__ARBEITSAUFTRÄGE__.
1. Beantworte mithilfe der Filmkritik diese Fragen:
(a) Wer hat die Filmkritik verfasst?
(b) Wie lang ist der Trailer?
(c) In welchem Jahr erschien „Love Battles – Mein erotischer Ringkampf“?
2. Entnimm der Filmkritik wortgetreu die Stelle von „ausführliche Kritik Filmdienst“ bis „den Anschein hat.“.

__AUSGEWÄHLTER TEXT__.
Esther Buss, FILMDIENST 2017/18

Trailer (123 Sekunden):



ausführliche Kritik Filmdienst
In seinem großartigen Film „Love Battles – Mein erotischer Ringkampf“ (2013) erzählte Jacques Doillon vom heftigen Aufeinandertreffen zweier Körper. Die Art und Weise, wie der französische Filmemacher die Begegnungen einer jungen Frau und eines etwas älteren Manns mittels einer zwischen Leidenschaft, Aggression und Verausgabung changierenden Choreografie inszenierte, hatte etwas Bildhauerisches. Insofern ist nun Doillons Film über Auguste Rodin (1840-1917), den Künstler und Wegbereiter der modernen Skulptur, eine schlüssigere Fortsetzung, als es auf den ersten Blick den Anschein hat.

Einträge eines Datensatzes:

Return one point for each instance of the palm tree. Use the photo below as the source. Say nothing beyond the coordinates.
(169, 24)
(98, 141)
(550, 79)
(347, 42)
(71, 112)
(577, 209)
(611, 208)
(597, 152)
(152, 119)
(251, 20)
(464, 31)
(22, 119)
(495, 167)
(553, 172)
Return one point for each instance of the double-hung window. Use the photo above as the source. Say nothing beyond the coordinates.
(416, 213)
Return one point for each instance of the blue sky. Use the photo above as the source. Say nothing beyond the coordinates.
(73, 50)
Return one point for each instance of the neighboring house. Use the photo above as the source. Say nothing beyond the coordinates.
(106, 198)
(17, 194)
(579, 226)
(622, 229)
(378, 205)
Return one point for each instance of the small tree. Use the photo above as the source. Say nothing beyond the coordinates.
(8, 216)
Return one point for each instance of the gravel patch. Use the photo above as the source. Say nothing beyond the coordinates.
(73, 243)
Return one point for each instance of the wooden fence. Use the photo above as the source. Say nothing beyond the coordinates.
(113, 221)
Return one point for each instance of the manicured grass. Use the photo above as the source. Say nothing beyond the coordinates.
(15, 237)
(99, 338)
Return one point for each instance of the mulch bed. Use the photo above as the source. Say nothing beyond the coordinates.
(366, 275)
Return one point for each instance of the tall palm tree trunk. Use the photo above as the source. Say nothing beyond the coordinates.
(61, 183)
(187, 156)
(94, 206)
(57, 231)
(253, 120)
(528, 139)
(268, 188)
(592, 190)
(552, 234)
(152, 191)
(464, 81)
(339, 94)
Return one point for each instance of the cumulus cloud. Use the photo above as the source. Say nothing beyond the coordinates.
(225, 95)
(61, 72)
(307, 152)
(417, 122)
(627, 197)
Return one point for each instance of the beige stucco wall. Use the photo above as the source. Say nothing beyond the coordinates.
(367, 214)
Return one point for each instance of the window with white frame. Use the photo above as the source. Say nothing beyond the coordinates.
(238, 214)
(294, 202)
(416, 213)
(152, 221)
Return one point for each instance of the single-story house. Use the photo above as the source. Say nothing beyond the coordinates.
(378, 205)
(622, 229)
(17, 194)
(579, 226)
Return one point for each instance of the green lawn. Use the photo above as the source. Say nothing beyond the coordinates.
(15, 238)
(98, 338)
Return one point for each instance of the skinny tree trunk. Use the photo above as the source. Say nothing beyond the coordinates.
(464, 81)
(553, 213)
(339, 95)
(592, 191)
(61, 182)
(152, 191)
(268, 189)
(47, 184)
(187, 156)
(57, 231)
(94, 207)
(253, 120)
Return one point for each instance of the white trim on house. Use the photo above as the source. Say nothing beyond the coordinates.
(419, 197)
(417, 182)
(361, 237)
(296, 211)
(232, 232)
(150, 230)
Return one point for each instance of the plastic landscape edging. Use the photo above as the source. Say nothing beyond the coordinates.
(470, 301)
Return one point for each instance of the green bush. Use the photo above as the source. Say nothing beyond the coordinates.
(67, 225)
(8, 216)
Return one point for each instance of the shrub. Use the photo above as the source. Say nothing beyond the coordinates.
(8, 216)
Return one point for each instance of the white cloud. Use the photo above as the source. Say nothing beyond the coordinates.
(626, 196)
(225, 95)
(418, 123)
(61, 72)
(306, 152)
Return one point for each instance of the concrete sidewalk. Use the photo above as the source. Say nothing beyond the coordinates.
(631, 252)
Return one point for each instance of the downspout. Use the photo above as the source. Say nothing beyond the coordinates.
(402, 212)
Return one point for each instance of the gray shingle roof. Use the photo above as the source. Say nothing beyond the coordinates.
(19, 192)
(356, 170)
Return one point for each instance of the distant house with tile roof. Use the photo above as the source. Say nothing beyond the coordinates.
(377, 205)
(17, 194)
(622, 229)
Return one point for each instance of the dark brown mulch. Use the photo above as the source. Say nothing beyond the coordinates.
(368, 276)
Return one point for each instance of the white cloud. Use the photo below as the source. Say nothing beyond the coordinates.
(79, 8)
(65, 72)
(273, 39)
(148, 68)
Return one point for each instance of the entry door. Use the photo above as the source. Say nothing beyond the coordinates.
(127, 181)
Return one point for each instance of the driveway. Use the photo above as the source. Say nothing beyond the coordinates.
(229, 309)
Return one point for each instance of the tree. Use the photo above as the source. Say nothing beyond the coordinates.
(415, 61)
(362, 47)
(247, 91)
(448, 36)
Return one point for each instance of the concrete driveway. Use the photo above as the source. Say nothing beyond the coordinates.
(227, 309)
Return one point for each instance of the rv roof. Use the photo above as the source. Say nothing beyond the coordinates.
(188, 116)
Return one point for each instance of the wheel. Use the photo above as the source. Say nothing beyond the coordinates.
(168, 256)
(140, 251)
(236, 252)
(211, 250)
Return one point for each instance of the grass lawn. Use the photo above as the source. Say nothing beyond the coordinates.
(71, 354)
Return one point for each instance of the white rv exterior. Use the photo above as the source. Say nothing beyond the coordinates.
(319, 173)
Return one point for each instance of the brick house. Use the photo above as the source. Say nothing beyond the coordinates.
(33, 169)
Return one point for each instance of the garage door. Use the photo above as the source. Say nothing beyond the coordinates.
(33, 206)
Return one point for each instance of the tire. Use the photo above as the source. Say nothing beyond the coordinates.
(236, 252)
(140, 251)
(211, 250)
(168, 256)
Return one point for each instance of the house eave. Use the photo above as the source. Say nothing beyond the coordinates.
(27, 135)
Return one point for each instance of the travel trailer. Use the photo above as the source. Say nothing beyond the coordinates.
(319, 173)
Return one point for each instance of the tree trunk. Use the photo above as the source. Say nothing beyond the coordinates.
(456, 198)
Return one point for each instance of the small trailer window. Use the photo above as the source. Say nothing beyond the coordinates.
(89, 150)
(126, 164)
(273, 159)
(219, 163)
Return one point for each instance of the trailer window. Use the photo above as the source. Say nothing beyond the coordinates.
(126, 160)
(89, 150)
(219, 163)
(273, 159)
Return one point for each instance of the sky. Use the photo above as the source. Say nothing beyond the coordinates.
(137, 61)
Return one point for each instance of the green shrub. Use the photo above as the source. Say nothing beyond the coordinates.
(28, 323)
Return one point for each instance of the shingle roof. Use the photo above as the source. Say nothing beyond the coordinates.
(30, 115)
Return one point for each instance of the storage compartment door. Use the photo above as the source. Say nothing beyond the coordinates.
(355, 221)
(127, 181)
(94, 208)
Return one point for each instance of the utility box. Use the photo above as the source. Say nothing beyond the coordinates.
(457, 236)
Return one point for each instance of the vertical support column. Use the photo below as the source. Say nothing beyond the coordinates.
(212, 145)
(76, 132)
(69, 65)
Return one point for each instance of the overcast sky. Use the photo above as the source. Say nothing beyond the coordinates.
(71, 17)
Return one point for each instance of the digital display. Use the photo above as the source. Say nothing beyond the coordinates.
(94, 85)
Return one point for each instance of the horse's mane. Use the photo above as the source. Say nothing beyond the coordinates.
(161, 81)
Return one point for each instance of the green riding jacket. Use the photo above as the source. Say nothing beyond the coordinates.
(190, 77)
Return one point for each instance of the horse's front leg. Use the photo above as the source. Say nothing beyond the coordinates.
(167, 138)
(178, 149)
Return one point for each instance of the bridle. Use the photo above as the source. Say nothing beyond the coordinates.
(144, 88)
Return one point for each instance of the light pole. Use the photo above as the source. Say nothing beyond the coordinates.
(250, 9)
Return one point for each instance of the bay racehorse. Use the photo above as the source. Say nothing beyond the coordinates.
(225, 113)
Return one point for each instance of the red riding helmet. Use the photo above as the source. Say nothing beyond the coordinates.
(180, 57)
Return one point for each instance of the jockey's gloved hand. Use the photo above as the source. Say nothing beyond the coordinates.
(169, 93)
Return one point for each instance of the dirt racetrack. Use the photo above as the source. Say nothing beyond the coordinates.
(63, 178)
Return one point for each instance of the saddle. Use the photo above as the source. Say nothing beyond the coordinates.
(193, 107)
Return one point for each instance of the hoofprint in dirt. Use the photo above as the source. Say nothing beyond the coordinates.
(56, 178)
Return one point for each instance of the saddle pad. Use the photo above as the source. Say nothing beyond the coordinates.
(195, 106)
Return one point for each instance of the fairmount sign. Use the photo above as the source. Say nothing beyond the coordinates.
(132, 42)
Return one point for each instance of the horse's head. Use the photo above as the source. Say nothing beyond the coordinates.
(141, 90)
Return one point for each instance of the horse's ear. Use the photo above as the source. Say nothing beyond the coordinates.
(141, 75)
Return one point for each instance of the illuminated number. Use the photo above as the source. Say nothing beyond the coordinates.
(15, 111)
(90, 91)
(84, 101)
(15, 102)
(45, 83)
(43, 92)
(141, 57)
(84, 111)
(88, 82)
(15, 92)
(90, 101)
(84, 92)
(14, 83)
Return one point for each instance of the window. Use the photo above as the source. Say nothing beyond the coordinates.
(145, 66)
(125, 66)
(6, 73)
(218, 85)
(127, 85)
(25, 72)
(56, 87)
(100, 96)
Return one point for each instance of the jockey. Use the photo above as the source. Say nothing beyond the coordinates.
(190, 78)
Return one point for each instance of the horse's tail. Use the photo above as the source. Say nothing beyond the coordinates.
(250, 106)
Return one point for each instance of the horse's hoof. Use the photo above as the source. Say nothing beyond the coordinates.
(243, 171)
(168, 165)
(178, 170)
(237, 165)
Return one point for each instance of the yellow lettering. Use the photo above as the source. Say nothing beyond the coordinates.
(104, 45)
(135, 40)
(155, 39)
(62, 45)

__LÖSUNGEN ZUR ÜBUNG__.
1.
(a) Esther Buss
(b) 123 Sekunden
(c) 2013

2.
ausführliche Kritik Filmdienst
In seinem großartigen Film „Love Battles – Mein erotischer Ringkampf“ (2013) erzählte Jacques Doillon vom heftigen Aufeinandertreffen zweier Körper. Die Art und Weise, wie der französische Filmemacher die Begegnungen einer jungen Frau und eines etwas älteren Manns mittels einer zwischen Leidenschaft, Aggression und Verausgabung changierenden Choreografie inszenierte, hatte etwas Bildhauerisches. Insofern ist nun Doillons Film über Auguste Rodin (1840-1917), den Künstler und Wegbereiter der modernen Skulptur, eine schlüssigere Fortsetzung, als es auf den ersten Blick den Anschein hat.